(Object detection data)
________________________
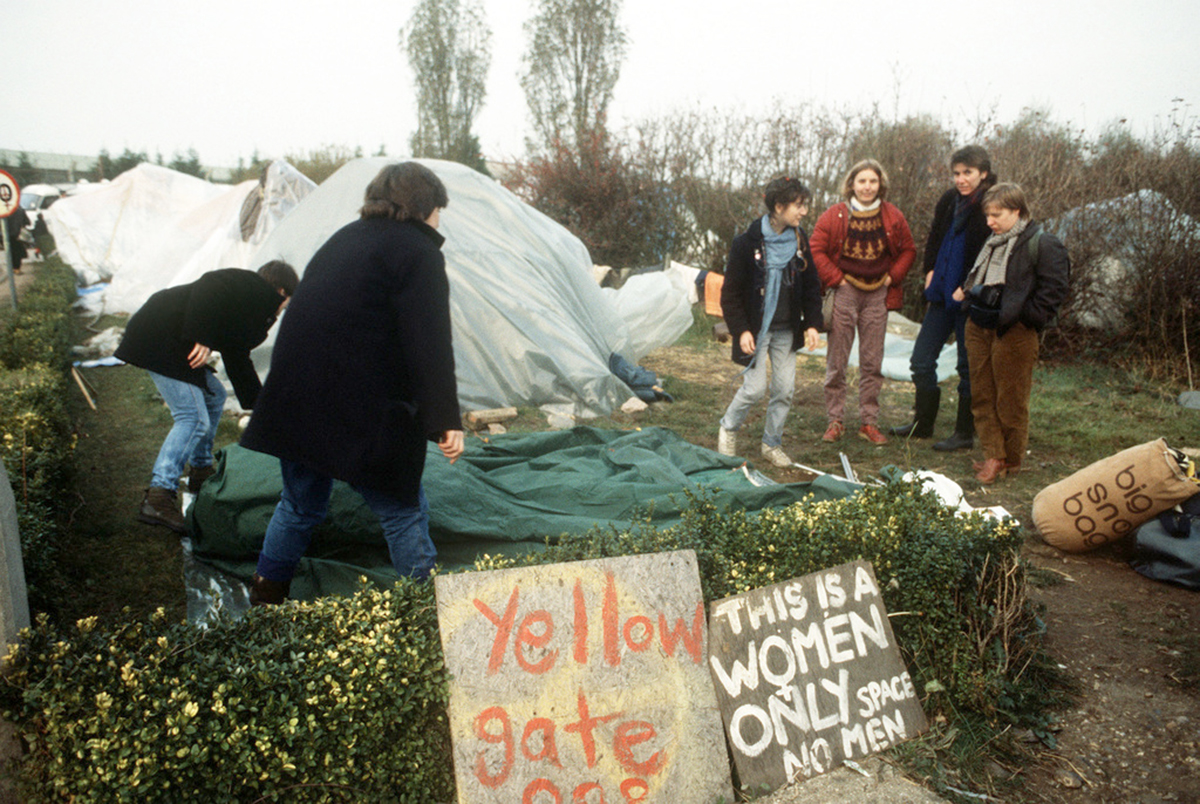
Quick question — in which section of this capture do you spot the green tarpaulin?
[188,427,857,598]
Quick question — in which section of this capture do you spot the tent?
[253,157,692,416]
[46,161,316,313]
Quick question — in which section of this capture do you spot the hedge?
[0,482,1070,804]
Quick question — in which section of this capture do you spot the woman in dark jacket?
[954,184,1070,485]
[241,162,463,602]
[116,260,298,533]
[892,145,996,451]
[716,176,821,467]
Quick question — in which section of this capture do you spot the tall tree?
[400,0,492,173]
[521,0,628,149]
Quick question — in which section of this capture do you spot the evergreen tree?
[401,0,492,173]
[521,0,628,150]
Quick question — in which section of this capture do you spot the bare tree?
[521,0,626,149]
[400,0,492,173]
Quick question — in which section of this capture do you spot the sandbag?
[1033,438,1200,553]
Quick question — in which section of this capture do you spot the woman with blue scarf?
[892,145,996,451]
[716,176,821,467]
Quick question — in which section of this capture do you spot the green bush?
[4,582,452,804]
[0,259,76,611]
[0,482,1050,803]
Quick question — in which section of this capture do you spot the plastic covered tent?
[104,160,317,313]
[187,427,859,612]
[46,163,228,284]
[46,161,316,313]
[247,157,692,416]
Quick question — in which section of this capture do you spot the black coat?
[924,188,991,276]
[996,223,1070,336]
[241,218,462,504]
[116,268,283,409]
[721,217,822,366]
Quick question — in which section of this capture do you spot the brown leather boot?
[974,458,1008,486]
[250,572,292,606]
[187,464,217,494]
[136,486,187,533]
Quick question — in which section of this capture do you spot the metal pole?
[0,218,17,310]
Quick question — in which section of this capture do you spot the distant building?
[0,148,233,186]
[0,148,96,185]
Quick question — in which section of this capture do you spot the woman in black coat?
[892,145,996,451]
[116,260,298,533]
[241,162,463,602]
[716,176,821,467]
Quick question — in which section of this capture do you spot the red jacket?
[809,202,917,310]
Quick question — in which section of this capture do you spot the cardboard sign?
[434,551,733,804]
[709,562,928,790]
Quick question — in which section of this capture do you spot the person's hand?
[188,343,212,368]
[804,326,821,352]
[438,430,463,463]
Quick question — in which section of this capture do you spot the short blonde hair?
[980,181,1032,221]
[841,160,888,200]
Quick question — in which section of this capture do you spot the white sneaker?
[762,444,792,468]
[716,426,738,457]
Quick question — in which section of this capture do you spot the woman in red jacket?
[810,160,917,444]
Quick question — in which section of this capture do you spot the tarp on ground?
[246,157,692,416]
[46,160,316,313]
[187,427,858,599]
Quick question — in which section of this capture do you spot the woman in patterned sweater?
[811,160,917,444]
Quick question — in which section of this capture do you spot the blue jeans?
[150,371,226,493]
[257,458,438,583]
[721,330,796,446]
[908,301,971,396]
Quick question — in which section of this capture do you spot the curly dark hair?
[359,162,450,221]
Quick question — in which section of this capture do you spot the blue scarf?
[925,191,982,312]
[743,215,796,373]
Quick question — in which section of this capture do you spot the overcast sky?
[9,0,1200,167]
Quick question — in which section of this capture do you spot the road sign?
[0,170,20,217]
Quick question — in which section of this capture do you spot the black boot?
[934,392,974,452]
[250,572,292,606]
[889,385,942,438]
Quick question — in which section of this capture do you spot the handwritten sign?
[434,551,733,804]
[709,562,928,790]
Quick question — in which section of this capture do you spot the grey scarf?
[962,218,1030,290]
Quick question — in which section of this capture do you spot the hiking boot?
[187,463,217,494]
[136,486,187,533]
[858,425,888,444]
[250,572,292,606]
[974,458,1008,486]
[934,391,974,452]
[716,427,738,457]
[762,444,792,468]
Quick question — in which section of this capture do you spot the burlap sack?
[1033,438,1200,553]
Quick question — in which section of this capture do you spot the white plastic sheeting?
[46,161,316,313]
[104,160,317,313]
[254,157,691,416]
[46,163,228,284]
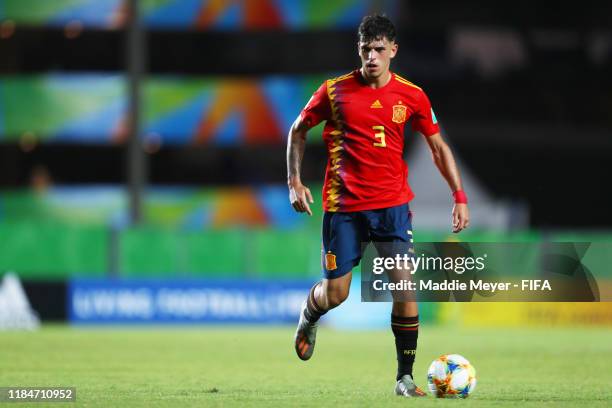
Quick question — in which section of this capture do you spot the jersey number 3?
[372,126,387,147]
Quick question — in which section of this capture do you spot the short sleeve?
[300,82,331,128]
[412,92,440,137]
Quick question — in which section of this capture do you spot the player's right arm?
[287,115,314,215]
[287,82,331,215]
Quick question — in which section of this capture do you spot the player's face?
[358,37,397,79]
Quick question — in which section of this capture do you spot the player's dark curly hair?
[357,14,395,43]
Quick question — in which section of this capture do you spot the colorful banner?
[0,0,399,30]
[68,280,312,324]
[0,184,321,230]
[0,74,334,146]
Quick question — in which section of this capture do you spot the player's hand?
[453,204,470,233]
[289,183,314,215]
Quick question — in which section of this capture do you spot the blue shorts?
[322,203,413,279]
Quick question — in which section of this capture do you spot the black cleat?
[395,374,427,397]
[295,301,318,361]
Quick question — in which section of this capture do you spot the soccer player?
[287,15,469,397]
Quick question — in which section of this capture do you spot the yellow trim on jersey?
[395,74,422,91]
________________________
▸ Exercise aim
Copy every record above exactly, leaving out the pictures.

▸ Complete output
Quick question — in which section of this capture do you spot the green tarpaulin?
[188,427,857,598]
Quick question — in which section of this capture do you spot the tent?
[253,157,692,416]
[46,161,316,313]
Quick question — in which section of this capture do you spot the hedge?
[0,482,1070,804]
Quick question — in which section of this capture do you spot the woman in dark jacket?
[954,184,1070,485]
[241,162,463,602]
[116,260,298,533]
[892,145,996,451]
[716,176,821,467]
Quick question — in which section of this capture do you spot the tall tree?
[400,0,492,173]
[521,0,628,149]
Quick question — in which section of this capture do you spot the evergreen tree?
[401,0,492,173]
[521,0,628,150]
Quick question — in which section of this capture do you spot the bare tree?
[521,0,626,149]
[400,0,492,173]
Quick question — in which section of this capture do you spot the sandbag?
[1033,438,1200,553]
Quick question — in which section of this capture do you spot the woman with blue scarf?
[892,145,996,451]
[716,176,821,467]
Quick question — in which section of this capture do you spot the green bush?
[4,582,452,804]
[0,259,76,611]
[0,482,1050,803]
Quick question — in which section of this capture do you spot the plastic covered tent?
[104,160,317,313]
[187,427,859,612]
[46,163,228,284]
[46,161,316,313]
[247,157,692,416]
Quick question — in which section of this capture do you spot the black coat?
[924,188,991,276]
[996,223,1070,336]
[241,218,462,504]
[116,268,283,409]
[721,217,822,366]
Quick question — in which section of this capture do you spot the brown leather boot?
[974,458,1008,486]
[250,572,292,606]
[187,464,217,494]
[136,486,187,533]
Quick question — in which section of this capture do you spot the metal pole?
[0,218,17,310]
Quick question — in which section of this capture do you spot the distant building?
[0,148,233,186]
[0,148,96,185]
Quick question — in which section of this capture do you spot the woman in black coat?
[892,145,996,451]
[116,260,298,533]
[241,162,463,602]
[716,176,821,467]
Quick question — in which section of this capture do you spot the red jacket?
[809,202,917,310]
Quick question — in which section of this capture do you spot the cardboard sign?
[434,551,733,804]
[709,562,928,790]
Quick question — in which section of this capture do you spot the person's hand?
[188,343,212,368]
[804,326,821,352]
[438,430,463,463]
Quick question — in which section of this capture do you spot the short blonde hair?
[980,181,1032,221]
[841,160,888,200]
Quick question — in which section of this capture do you spot the white sneaker?
[762,444,792,468]
[716,426,738,457]
Quick question — in which section of this capture do you spot the woman in red jacket?
[810,160,917,444]
Quick question — in which section of this capture do you spot the tarp on ground?
[246,157,692,416]
[46,160,316,313]
[187,427,858,599]
Quick question — in which section of this capture do you spot the woman in patterned sweater?
[811,160,917,444]
Quick question — in which section of this capture do you spot the blue jeans?
[150,371,226,493]
[257,458,438,583]
[721,330,796,446]
[908,301,971,396]
Quick question — in which section of this capture do you spot the curly dark hair?
[359,162,450,221]
Quick question — in which section of this capture do you spot the blue scarf?
[925,191,982,312]
[743,215,796,373]
Quick question — in which section of this capture do you spot the overcast sky?
[9,0,1200,167]
Quick question — in which section of this capture do you spot the road sign?
[0,170,20,217]
Quick question — in which section of this capture do you spot the black boot?
[934,392,974,452]
[250,572,292,606]
[889,385,942,438]
Quick question — in which section of this capture do you spot the handwritten sign?
[434,551,733,804]
[709,562,928,790]
Quick question — in which section of this capture do you spot the grey scarf?
[962,218,1030,290]
Quick question — in which section of this capture do you spot the hiking boot?
[187,463,217,494]
[136,486,187,533]
[858,425,888,444]
[250,572,292,606]
[974,458,1008,486]
[934,391,974,452]
[716,427,738,457]
[762,444,792,468]
Quick question — in which section of this capture do you spot the burlap sack?
[1033,438,1200,553]
Quick question — in which section of this capture do you spot the white plastic sheeting?
[46,161,316,313]
[104,160,317,313]
[254,157,691,416]
[46,163,228,284]
Quick question — in which section of this capture do you spot the jersey number 3?
[372,126,387,147]
Quick question — in which section of this capture do you spot the short sleeve?
[300,82,331,128]
[412,92,440,137]
Quick question — in which section of this capture do you spot the player's right arm?
[287,115,314,215]
[287,82,331,215]
Quick question — in which section of this capture do you spot the player's face?
[358,37,397,79]
Quick question — in which section of this capture do you spot the player's dark curly hair?
[357,14,395,43]
Quick question — in which section of this capture do you spot the colorful banner?
[0,0,399,30]
[68,280,312,324]
[0,184,321,230]
[0,74,334,146]
Quick question — in which section of this capture do you spot the player's hand?
[453,204,470,233]
[289,183,314,215]
Quick question — in which section of this capture do you spot the blue shorts?
[322,203,413,279]
Quick question — in which section of this capture do you spot the black cleat?
[395,374,427,397]
[295,301,318,361]
Quick question — in which section of this capture do you spot the soccer player?
[287,15,469,397]
Quick question — in which section of this capture do you spot the yellow trim on jersey?
[395,74,422,91]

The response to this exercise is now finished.